-- SOURCE INFORMATION follows --
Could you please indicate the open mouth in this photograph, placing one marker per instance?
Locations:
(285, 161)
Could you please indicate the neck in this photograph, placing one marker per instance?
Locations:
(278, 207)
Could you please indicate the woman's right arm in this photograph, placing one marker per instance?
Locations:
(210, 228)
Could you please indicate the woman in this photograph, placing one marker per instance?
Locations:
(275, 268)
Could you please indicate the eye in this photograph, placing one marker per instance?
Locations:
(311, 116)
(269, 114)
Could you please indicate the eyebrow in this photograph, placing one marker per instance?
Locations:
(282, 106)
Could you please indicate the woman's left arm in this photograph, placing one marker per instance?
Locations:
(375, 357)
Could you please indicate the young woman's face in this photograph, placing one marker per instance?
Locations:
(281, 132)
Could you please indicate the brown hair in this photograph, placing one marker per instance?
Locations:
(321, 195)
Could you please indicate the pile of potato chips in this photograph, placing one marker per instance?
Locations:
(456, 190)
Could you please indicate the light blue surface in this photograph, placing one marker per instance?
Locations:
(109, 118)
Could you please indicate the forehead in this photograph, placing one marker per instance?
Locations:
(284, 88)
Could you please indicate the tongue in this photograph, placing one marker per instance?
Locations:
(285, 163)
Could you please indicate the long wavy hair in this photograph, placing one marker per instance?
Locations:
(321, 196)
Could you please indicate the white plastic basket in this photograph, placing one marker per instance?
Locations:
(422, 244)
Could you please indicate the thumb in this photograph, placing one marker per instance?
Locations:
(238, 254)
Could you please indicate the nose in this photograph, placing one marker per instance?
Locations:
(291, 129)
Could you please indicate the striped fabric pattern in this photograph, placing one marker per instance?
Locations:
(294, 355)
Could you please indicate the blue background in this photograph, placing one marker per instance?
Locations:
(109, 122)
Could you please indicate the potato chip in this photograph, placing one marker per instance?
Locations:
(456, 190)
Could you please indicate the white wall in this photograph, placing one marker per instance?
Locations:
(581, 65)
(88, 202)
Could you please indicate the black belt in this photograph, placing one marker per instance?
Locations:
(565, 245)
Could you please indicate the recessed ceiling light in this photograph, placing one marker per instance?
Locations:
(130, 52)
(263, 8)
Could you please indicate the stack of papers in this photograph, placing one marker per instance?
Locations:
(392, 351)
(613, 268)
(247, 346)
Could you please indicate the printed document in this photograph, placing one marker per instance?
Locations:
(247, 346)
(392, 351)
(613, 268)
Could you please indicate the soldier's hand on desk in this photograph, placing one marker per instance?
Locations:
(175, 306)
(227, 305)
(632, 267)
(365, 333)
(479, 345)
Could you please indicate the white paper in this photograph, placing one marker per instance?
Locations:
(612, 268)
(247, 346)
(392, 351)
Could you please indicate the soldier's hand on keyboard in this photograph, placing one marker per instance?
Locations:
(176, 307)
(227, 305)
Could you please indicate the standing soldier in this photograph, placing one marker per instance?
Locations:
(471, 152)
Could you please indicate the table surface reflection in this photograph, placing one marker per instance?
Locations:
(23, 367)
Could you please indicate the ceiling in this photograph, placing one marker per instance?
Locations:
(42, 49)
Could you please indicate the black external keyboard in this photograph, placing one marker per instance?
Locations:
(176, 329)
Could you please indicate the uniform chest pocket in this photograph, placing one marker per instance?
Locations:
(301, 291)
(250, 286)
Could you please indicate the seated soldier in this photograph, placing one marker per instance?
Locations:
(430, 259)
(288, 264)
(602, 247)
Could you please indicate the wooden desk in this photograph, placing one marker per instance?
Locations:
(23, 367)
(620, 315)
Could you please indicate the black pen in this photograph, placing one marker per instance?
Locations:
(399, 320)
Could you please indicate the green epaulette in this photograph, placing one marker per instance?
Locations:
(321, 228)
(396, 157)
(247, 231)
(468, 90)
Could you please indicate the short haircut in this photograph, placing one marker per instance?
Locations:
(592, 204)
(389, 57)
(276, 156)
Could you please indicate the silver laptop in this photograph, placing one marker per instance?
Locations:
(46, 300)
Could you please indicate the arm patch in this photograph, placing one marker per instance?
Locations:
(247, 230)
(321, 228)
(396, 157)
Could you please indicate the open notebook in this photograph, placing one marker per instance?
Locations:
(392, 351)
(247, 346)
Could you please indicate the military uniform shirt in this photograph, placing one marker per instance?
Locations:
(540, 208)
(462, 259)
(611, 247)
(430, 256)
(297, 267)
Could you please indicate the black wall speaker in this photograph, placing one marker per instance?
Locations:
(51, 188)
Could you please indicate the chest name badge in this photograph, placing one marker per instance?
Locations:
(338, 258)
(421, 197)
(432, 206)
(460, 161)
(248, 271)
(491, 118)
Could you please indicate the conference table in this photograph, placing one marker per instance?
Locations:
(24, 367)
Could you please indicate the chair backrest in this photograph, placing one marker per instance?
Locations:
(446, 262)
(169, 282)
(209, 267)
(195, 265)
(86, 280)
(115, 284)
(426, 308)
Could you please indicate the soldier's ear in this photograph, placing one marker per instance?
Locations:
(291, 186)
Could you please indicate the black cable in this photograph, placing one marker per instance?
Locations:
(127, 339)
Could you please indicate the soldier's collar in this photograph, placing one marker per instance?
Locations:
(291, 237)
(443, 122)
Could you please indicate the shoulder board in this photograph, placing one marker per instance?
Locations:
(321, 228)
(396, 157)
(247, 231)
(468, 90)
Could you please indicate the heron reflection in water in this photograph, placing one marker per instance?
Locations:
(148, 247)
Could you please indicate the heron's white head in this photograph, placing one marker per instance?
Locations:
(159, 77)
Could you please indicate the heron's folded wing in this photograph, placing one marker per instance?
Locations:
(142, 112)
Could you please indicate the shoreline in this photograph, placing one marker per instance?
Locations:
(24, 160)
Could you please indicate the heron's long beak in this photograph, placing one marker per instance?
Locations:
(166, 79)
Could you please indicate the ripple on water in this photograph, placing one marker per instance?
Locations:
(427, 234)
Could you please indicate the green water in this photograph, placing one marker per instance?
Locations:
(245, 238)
-- SOURCE INFORMATION concluded --
→ TASK DIRECTIONS
The expected output is each line of the records above that includes the word "white".

→ RESPONSE TO THE EXERCISE
Could you please indicate the white plastic basket in this photograph, placing one marker per instance?
Could you please indicate the white wall in this photograph, placing one marker per instance?
Could you please indicate the white paper in this photograph, placing one marker per instance?
Could you please indicate the heron's white head in this photograph, placing one marker per instance?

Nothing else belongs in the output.